■ **Exercise objective**: Collect every line of the material below that contains the word "thick". Case counts.

[Object point labels]
>>>>

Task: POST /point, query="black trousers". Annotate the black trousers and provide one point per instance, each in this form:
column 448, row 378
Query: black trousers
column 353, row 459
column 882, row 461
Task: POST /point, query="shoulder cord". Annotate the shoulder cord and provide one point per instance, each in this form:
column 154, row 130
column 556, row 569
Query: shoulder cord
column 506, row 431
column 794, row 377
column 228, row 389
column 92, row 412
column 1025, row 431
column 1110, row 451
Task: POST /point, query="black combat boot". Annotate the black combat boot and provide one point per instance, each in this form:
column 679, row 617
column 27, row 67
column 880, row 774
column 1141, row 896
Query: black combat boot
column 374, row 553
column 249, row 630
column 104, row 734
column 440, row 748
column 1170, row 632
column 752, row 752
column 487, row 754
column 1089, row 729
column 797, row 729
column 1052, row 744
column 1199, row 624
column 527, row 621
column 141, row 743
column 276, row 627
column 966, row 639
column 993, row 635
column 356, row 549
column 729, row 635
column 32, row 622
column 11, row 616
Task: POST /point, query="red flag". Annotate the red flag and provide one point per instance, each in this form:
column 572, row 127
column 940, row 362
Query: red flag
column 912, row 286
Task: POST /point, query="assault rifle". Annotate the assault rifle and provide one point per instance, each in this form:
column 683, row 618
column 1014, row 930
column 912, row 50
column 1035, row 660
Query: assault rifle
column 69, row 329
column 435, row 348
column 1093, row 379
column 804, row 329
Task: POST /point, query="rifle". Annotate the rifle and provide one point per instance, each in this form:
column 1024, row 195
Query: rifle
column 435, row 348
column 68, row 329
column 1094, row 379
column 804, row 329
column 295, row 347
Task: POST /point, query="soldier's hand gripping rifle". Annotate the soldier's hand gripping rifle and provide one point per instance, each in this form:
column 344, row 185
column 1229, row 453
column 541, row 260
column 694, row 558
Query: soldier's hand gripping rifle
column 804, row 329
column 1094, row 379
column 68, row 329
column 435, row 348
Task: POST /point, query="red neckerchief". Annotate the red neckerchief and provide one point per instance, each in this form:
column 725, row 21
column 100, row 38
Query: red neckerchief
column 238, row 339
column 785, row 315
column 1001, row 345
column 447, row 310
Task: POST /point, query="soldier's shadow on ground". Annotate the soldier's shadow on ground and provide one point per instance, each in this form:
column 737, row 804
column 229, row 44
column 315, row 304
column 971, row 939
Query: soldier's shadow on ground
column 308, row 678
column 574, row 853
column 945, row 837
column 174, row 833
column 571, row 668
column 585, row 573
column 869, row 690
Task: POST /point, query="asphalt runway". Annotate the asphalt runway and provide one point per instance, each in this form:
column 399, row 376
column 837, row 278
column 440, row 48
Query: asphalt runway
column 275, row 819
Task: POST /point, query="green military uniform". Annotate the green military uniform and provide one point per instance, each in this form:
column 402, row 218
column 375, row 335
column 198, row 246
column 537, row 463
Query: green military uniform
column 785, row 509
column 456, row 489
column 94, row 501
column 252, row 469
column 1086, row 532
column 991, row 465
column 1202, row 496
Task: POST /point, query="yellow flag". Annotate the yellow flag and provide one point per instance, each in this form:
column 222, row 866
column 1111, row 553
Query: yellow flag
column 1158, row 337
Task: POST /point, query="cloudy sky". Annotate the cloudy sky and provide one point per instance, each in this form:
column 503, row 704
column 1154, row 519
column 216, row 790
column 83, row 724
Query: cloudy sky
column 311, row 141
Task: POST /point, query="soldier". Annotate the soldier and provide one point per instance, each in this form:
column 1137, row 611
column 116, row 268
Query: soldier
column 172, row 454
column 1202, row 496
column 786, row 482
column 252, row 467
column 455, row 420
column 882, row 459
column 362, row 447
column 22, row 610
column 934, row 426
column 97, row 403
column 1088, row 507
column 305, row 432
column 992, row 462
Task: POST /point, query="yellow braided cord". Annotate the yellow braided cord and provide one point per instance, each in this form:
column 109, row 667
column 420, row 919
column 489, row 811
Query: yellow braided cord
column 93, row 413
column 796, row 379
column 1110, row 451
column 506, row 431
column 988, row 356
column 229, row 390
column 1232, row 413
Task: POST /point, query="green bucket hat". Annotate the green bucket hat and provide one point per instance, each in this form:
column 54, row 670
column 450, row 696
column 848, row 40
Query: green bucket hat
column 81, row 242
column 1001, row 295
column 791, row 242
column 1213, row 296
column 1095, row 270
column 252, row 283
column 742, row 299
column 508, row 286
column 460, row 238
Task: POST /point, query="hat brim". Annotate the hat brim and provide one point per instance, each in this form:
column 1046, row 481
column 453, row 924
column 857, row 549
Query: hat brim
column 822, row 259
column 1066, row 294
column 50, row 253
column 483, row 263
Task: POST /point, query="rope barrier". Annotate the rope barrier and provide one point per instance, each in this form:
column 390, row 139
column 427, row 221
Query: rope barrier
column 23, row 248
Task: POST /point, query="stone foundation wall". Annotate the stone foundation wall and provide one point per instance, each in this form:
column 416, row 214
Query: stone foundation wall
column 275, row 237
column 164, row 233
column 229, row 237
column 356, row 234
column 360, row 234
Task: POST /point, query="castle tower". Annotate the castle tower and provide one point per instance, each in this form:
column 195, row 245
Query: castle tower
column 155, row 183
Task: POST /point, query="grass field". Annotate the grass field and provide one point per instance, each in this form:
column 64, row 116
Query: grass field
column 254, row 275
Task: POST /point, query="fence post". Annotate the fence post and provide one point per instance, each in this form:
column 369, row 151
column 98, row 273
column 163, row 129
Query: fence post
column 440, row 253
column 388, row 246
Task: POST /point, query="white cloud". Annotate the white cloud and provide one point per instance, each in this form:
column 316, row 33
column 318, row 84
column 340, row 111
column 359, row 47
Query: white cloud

<<<<
>>>>

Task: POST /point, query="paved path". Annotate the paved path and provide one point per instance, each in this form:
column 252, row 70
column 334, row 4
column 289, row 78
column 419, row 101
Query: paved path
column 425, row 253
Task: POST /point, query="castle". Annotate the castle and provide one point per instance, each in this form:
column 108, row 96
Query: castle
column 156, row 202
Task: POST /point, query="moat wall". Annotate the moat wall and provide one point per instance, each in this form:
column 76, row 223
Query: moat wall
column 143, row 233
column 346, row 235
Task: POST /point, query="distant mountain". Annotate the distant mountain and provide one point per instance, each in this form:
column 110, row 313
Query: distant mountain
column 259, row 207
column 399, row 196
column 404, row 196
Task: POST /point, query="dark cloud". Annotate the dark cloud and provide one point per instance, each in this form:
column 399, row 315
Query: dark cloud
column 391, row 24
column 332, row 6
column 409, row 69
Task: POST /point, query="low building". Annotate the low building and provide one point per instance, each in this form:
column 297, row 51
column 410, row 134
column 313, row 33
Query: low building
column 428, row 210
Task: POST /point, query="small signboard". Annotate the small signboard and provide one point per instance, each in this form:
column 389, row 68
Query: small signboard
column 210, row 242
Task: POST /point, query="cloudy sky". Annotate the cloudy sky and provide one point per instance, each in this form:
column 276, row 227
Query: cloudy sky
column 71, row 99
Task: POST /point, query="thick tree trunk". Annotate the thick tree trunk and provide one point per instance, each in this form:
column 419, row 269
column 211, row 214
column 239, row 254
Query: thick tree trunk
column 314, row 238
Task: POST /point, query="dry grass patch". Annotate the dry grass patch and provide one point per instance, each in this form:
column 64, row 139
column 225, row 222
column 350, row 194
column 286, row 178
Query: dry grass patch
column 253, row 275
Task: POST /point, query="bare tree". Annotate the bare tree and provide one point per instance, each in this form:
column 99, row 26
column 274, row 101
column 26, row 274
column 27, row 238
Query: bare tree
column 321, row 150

<<<<

■ **The result**:
Task: POST /point, query="thick tree trunk". Annotate the thick tree trunk and provide one point per instance, each in this form:
Query: thick tree trunk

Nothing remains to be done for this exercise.